_EXERCISE OBJECTIVE_:
Copy the part of the Medicare Advantage article between "Network issues, said" and "smile about that.", inclusive, changing "small markets" to "rural markets" each time it appears.

_READING TEXT_:
──────────────────────────────

Medicare Advantage, a managed care variant of the Medicare health insurance program for retirees, now claims about one senior in three and many experts peg it for fast growth. The Congressional Budget Office has said enrollment will top 40% of Medicare eligible seniors by 2017. Now some say it very possibly will eclipse enrollment in traditional Medicare within a decade or so. But lately loud, concerned voices have been raised that just maybe Medicare Advantage is a bad deal for those who need it most, the sickest among the elderly.
Here’s the difference between the plans: traditional Medicare is essentially wide open. A senior can use any doctor, any hospital that accepts Medicare. Medicare Advantage, by contrast, is managed care where an enrollee signs on to use a specified network that has been assembled by an insurer. Generally referrals to specialists are required. There usually is limited out of network coverage, except in an emergency.
Why sign on for that? Medicare Advantage saves a senior money. And Medicare Advantage plans will generally offer more coverage than Medicare, perhaps covering hearing aids or vision.
Stitch together a comprehensive traditional Medicare program and that means Medicare Part A (free for all who qualify) and paying for Medicare Part B (lab tests and physicians), Part D (drug coverage) and so-called Medigap coverage (which is intended to pick up what slips through the A, B, D coverage). Total cost: probably $250 to $300 per month, depending upon exact plans and location. (Some coverage also is means tested where higher income seniors pay more.)
Medicare Advantage plans, by contrast, generally cost zero to around $100 per month. And include pretty much all that's involved in an A plus B plus D plus Medigap custom plan.
Why not take the savings and go with Medicare Advantage? Obviously many seniors are doing exactly that. But, said Adria Gross, co-author of Multi-Payer Medicine Nightmare Made in the USA (Outskirts Press, 2015) and a health care consultant, that may be foolish especially for those who most need treatment. “I recently worked with a client who was in and out of five hospitals and skilled nursing facilities within a year," Gross said. "My client was on a Medicare Advantage Plan. With all of her co-pays for each time entering the hospital, her out-of-pocket expenses were much greater than if she had been on traditional Medicare.”
“I've also heard from many seniors the aggravation in obtaining referrals from their primary physician for medical specialist services,” Gross added. "Many of my clients have switched to traditional Medicare.”
A recent New York Times column by health economist Austin Frakt reported on various recent studies that suggest sicker patients are not satisfied with Advantage plans.
A Government Accountability Office study also documented its concerns with network inadequacies with some Advantage plans.
Does this mean Advantage plans should be boycotted? Not so fast.
Ash Shehata, advisory leader for health plans at consulting firm KPMG, related research that found 77% of Medicare Advantage enrollees with chronic conditions expressed satisfaction with their coverage. He added: “As long as you can work within a network model, you tend to be satisfied with Advantage.”
A trouble spot, said Shehata, is “when people require more specialized treatments, that is when you start to see concerns.”
Joe Welfeld, a former United Healthcare HMO CEO who is now a consultant, agreed. “For most people the biggest issue [with Advantage] is the limited network,” he said.
"Most networks will not have major specialty hospitals," he added. "They usually don’t have the major teaching hospitals.”
Network issues, said multiple sources, tend to be most severe with Advantage plans in small markets. In big metropolitan areas, the large insurers have been beefing up their networks - mainly to do battle with each other. But there may not be a lot of medical talent available in small markets.
Critical advice, thus, is always closely check an Advantage plan’s network before signing up and check it again annually.
“Medicare Advantage is a good plan," Welfeld said. "Is it the best? Probably not. But it may be the cheapest.”
Here is the bright spot in this. Medicare enrollees annually, around year-end, have what is called an “open enrollment period.” What that means is a person can test Advantage and, after a year, switch out of it and into traditional Medicare. No penalties. So if Advantage isn’t working, dump it -- plain and simple. If it is working, save the money and smile about that.

──────────────────────────────

_GIVEN RECORDS_:
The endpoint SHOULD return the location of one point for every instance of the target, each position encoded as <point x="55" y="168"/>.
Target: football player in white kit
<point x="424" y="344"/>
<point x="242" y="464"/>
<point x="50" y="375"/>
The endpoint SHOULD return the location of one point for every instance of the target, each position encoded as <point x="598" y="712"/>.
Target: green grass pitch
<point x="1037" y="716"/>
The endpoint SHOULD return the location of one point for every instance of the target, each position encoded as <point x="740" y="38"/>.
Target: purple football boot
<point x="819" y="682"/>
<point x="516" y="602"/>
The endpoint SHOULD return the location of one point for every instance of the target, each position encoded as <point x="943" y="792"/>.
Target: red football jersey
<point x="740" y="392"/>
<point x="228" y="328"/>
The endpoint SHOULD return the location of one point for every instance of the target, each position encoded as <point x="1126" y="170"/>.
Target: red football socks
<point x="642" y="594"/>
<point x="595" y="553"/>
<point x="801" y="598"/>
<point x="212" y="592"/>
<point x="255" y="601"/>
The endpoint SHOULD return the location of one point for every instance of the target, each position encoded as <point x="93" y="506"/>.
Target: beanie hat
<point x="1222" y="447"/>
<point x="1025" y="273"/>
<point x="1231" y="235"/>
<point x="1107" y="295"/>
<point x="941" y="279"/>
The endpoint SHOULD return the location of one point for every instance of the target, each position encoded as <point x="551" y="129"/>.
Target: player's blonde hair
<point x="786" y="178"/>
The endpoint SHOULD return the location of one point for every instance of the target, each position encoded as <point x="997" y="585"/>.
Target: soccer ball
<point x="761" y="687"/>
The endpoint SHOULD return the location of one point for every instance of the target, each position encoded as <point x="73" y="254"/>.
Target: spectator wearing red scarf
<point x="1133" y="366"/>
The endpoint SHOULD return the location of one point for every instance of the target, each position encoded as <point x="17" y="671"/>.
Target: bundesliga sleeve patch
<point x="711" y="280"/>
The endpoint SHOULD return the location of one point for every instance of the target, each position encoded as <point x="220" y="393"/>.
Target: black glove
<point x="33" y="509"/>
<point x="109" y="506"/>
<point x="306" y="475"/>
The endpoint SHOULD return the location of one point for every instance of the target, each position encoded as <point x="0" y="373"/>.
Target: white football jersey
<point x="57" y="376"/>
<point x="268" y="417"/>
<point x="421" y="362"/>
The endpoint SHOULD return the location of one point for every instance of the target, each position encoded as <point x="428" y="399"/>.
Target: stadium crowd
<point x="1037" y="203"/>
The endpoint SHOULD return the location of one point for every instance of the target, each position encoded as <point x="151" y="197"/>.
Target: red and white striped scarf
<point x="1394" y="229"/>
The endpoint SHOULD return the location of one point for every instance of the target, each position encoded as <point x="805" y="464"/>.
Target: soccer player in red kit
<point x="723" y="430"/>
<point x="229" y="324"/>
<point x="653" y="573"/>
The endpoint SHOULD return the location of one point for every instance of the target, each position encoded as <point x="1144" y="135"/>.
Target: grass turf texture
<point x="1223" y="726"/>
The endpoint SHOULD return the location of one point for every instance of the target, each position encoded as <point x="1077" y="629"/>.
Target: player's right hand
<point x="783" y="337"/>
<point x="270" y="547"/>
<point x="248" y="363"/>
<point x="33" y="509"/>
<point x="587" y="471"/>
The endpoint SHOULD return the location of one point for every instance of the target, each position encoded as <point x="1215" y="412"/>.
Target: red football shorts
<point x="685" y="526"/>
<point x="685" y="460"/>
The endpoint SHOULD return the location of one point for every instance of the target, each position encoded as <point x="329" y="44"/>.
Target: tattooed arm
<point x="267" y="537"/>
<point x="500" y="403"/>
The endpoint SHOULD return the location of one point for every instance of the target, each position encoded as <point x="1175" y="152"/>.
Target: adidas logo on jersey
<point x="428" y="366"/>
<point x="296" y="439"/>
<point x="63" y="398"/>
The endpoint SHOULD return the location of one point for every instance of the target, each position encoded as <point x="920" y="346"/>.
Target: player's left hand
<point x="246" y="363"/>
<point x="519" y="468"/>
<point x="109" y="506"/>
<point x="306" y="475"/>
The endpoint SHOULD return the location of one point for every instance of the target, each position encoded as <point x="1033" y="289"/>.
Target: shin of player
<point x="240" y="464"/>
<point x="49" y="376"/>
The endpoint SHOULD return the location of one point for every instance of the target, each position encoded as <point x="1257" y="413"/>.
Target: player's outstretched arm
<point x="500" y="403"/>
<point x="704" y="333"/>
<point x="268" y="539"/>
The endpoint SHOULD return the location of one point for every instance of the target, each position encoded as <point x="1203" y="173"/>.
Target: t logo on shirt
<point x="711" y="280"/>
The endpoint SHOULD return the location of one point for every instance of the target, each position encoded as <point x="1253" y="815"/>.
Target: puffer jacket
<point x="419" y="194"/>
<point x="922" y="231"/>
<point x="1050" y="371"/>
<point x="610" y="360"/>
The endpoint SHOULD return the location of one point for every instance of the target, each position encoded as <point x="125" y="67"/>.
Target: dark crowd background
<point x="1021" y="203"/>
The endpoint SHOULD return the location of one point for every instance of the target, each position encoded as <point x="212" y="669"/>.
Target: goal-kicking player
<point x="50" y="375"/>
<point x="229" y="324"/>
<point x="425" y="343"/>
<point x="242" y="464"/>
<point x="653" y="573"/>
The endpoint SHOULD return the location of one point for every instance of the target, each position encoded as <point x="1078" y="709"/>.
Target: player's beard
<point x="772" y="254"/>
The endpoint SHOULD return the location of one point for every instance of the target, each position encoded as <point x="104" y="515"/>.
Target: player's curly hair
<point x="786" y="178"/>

──────────────────────────────

_TASK RESPONSE_:
Network issues, said multiple sources, tend to be most severe with Advantage plans in rural markets. In big metropolitan areas, the large insurers have been beefing up their networks - mainly to do battle with each other. But there may not be a lot of medical talent available in rural markets.
Critical advice, thus, is always closely check an Advantage plan’s network before signing up and check it again annually.
“Medicare Advantage is a good plan," Welfeld said. "Is it the best? Probably not. But it may be the cheapest.”
Here is the bright spot in this. Medicare enrollees annually, around year-end, have what is called an “open enrollment period.” What that means is a person can test Advantage and, after a year, switch out of it and into traditional Medicare. No penalties. So if Advantage isn’t working, dump it -- plain and simple. If it is working, save the money and smile about that.